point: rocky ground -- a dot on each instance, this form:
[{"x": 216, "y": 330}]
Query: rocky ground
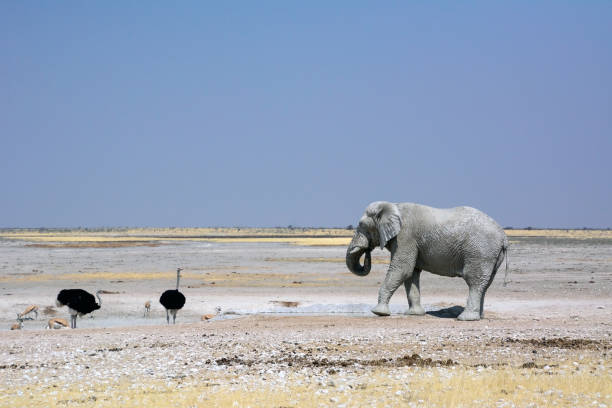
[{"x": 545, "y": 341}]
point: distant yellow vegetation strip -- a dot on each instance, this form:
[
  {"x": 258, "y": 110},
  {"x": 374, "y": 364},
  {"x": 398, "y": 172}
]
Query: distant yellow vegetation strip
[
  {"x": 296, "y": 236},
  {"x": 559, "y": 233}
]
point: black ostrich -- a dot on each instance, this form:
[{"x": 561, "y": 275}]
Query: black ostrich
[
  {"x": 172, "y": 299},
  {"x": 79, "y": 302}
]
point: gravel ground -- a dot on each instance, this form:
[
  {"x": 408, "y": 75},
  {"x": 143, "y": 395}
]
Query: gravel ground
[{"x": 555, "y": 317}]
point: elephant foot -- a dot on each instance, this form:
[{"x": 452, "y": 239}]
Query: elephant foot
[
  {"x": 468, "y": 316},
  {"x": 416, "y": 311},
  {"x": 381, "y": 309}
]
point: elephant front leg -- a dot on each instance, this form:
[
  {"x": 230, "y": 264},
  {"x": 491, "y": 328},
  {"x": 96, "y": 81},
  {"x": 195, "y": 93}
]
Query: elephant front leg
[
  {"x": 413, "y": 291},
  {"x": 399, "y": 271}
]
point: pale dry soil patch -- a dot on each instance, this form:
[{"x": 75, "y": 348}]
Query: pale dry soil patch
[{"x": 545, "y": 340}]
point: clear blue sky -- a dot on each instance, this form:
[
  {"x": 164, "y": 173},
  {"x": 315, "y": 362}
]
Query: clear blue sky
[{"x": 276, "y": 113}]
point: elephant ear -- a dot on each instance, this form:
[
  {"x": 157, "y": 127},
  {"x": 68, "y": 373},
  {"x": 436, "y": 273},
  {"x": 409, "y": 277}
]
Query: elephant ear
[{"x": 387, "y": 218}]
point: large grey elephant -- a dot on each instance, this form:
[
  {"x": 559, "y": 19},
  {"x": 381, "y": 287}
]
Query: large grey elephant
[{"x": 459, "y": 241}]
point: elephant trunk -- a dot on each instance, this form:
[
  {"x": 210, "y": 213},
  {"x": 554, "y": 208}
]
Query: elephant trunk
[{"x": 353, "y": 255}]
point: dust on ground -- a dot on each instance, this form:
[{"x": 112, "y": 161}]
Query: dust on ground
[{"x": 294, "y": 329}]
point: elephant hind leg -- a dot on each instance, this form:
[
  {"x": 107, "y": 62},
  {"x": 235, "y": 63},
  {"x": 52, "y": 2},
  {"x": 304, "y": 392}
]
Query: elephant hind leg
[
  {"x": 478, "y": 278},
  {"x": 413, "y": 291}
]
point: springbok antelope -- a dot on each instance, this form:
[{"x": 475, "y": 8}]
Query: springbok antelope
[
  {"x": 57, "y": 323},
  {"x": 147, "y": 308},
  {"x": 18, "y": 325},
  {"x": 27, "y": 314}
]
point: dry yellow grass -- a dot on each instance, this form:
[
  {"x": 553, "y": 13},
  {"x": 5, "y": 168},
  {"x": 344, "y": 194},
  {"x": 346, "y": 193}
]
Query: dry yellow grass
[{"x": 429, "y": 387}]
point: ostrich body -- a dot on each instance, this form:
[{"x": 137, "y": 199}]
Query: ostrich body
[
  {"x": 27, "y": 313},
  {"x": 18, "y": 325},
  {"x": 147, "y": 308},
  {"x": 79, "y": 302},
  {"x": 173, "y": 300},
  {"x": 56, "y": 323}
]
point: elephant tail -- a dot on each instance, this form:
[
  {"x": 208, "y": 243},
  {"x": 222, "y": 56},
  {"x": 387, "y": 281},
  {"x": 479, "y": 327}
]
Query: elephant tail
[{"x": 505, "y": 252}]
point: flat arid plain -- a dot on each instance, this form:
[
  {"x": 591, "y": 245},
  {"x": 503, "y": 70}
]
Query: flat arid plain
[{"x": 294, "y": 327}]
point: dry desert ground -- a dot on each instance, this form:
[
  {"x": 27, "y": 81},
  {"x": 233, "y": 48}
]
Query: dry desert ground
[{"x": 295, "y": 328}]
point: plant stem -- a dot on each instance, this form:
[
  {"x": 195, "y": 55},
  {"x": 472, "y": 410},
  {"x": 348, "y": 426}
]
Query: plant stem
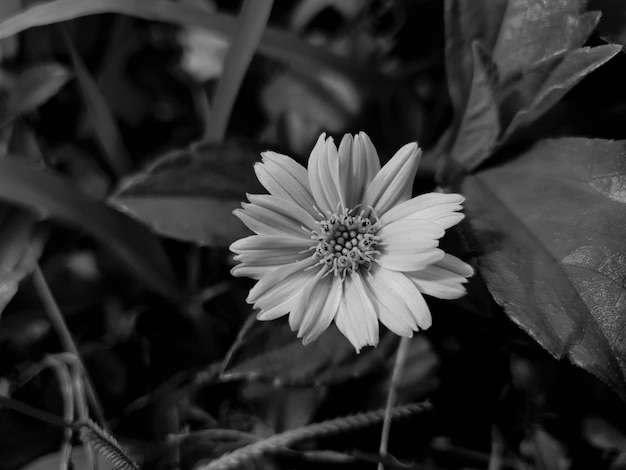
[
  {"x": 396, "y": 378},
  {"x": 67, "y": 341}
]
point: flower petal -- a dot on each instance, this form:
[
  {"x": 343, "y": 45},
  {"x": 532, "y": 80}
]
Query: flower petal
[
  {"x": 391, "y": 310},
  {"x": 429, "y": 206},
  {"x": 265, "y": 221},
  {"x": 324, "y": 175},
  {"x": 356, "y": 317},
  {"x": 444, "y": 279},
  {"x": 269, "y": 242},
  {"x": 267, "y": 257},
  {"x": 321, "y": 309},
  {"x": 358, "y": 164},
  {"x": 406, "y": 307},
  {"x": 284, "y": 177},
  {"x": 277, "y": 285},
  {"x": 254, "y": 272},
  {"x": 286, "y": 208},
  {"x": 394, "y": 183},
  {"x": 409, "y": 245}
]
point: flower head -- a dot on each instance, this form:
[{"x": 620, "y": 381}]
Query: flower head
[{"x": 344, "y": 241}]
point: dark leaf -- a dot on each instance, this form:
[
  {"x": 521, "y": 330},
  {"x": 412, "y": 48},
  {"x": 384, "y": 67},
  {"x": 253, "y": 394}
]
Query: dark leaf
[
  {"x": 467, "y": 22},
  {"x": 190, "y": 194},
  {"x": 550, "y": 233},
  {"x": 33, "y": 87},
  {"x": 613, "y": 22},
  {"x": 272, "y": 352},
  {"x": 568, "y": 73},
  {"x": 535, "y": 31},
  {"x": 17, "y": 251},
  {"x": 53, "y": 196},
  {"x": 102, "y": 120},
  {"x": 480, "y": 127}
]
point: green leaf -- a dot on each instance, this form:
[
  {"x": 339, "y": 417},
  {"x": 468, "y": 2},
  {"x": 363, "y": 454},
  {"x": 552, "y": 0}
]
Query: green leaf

##############################

■ **Task instructions**
Transcribe the material exactly, leaving every picture out.

■ **Solution below**
point: rocky ground -- a dot on each instance, this form:
[{"x": 216, "y": 330}]
Query: rocky ground
[{"x": 545, "y": 341}]
point: distant yellow vegetation strip -- a dot on each instance, this form:
[
  {"x": 258, "y": 110},
  {"x": 374, "y": 364},
  {"x": 398, "y": 172}
]
Query: distant yellow vegetation strip
[
  {"x": 296, "y": 236},
  {"x": 559, "y": 233}
]
point: black ostrich -- a dot on each instance, this form:
[{"x": 561, "y": 275}]
Query: black ostrich
[
  {"x": 172, "y": 299},
  {"x": 79, "y": 302}
]
point: gravel ground -- a dot on each instance, this form:
[
  {"x": 408, "y": 75},
  {"x": 143, "y": 395}
]
Query: gravel ground
[{"x": 555, "y": 317}]
point: elephant foot -- a dot on each instance, this form:
[{"x": 452, "y": 239}]
Query: elephant foot
[
  {"x": 468, "y": 316},
  {"x": 416, "y": 311},
  {"x": 381, "y": 309}
]
point: elephant front leg -- a dot on each instance, this form:
[
  {"x": 230, "y": 264},
  {"x": 491, "y": 328},
  {"x": 96, "y": 81},
  {"x": 195, "y": 93}
]
Query: elephant front leg
[
  {"x": 413, "y": 291},
  {"x": 399, "y": 271}
]
point: pale dry soil patch -- a dot on each instance, this form:
[{"x": 75, "y": 348}]
Query: pale dry soil patch
[{"x": 545, "y": 340}]
point: clear blue sky -- a dot on each instance, this form:
[
  {"x": 164, "y": 173},
  {"x": 315, "y": 362}
]
Query: clear blue sky
[{"x": 276, "y": 113}]
point: elephant ear -- a dot on each instance, this form:
[
  {"x": 157, "y": 127},
  {"x": 68, "y": 373},
  {"x": 436, "y": 273},
  {"x": 409, "y": 277}
]
Query: elephant ear
[{"x": 387, "y": 218}]
point: large grey elephant -- a dot on each instance, this form:
[
  {"x": 559, "y": 19},
  {"x": 381, "y": 287}
]
Query: large grey elephant
[{"x": 459, "y": 241}]
point: elephant trunk -- a dot on each instance, this form:
[
  {"x": 210, "y": 213},
  {"x": 554, "y": 208}
]
Query: elephant trunk
[{"x": 353, "y": 255}]
point: dust on ground -- a dot on each instance, this form:
[{"x": 112, "y": 161}]
Query: dust on ground
[{"x": 294, "y": 329}]
point: elephant hind leg -- a dot on each instance, this form:
[
  {"x": 107, "y": 62},
  {"x": 235, "y": 63},
  {"x": 52, "y": 2},
  {"x": 304, "y": 392}
]
Query: elephant hind leg
[
  {"x": 478, "y": 278},
  {"x": 413, "y": 291}
]
point: springbok antelope -- a dot on each instance, this form:
[{"x": 475, "y": 8}]
Query: springbok antelope
[
  {"x": 57, "y": 323},
  {"x": 147, "y": 308},
  {"x": 18, "y": 325},
  {"x": 27, "y": 314}
]
point: dry yellow grass -- a dot on each instance, this form:
[
  {"x": 553, "y": 13},
  {"x": 5, "y": 168},
  {"x": 344, "y": 194},
  {"x": 346, "y": 193}
]
Query: dry yellow grass
[{"x": 429, "y": 387}]
point: ostrich body -- a dot on each instance, this form:
[{"x": 137, "y": 199}]
Query: ostrich body
[
  {"x": 27, "y": 313},
  {"x": 18, "y": 325},
  {"x": 147, "y": 308},
  {"x": 79, "y": 302},
  {"x": 173, "y": 300},
  {"x": 56, "y": 323}
]
point: elephant tail -- a dot on each instance, this form:
[
  {"x": 208, "y": 243},
  {"x": 222, "y": 56},
  {"x": 387, "y": 281},
  {"x": 479, "y": 327}
]
Query: elephant tail
[{"x": 505, "y": 252}]
point: flat arid plain -- a dot on each instance, this form:
[
  {"x": 591, "y": 245},
  {"x": 503, "y": 70}
]
Query: flat arid plain
[{"x": 294, "y": 327}]
point: dry desert ground -- a dot on each instance, this form:
[
  {"x": 27, "y": 81},
  {"x": 233, "y": 48}
]
Query: dry desert ground
[{"x": 295, "y": 328}]
point: plant stem -- a dot on each instance, this form:
[
  {"x": 195, "y": 55},
  {"x": 472, "y": 410},
  {"x": 348, "y": 426}
]
Query: plant stem
[
  {"x": 396, "y": 378},
  {"x": 67, "y": 341}
]
point: flower petal -- a dot on each instance, this form:
[
  {"x": 343, "y": 45},
  {"x": 532, "y": 80}
]
Query: flower petal
[
  {"x": 391, "y": 310},
  {"x": 429, "y": 206},
  {"x": 265, "y": 221},
  {"x": 324, "y": 175},
  {"x": 356, "y": 317},
  {"x": 444, "y": 279},
  {"x": 269, "y": 242},
  {"x": 267, "y": 257},
  {"x": 321, "y": 309},
  {"x": 358, "y": 164},
  {"x": 406, "y": 307},
  {"x": 284, "y": 177},
  {"x": 277, "y": 285},
  {"x": 254, "y": 272},
  {"x": 286, "y": 208},
  {"x": 394, "y": 183},
  {"x": 409, "y": 245}
]
point: flower head -- a dot on each instance, this form:
[{"x": 620, "y": 381}]
Query: flower head
[{"x": 344, "y": 241}]
point: dark leaf -- a dot on each instance, this form:
[
  {"x": 521, "y": 330},
  {"x": 412, "y": 48},
  {"x": 384, "y": 67},
  {"x": 253, "y": 394}
]
Query: dark leaf
[
  {"x": 467, "y": 22},
  {"x": 190, "y": 194},
  {"x": 550, "y": 233},
  {"x": 33, "y": 87},
  {"x": 613, "y": 22},
  {"x": 272, "y": 352},
  {"x": 568, "y": 73},
  {"x": 535, "y": 31},
  {"x": 17, "y": 251},
  {"x": 53, "y": 196},
  {"x": 102, "y": 120},
  {"x": 480, "y": 127}
]
point: green leaf -- a dot on each instance, this form:
[
  {"x": 339, "y": 417},
  {"x": 468, "y": 2},
  {"x": 363, "y": 454},
  {"x": 552, "y": 0}
]
Query: green leaf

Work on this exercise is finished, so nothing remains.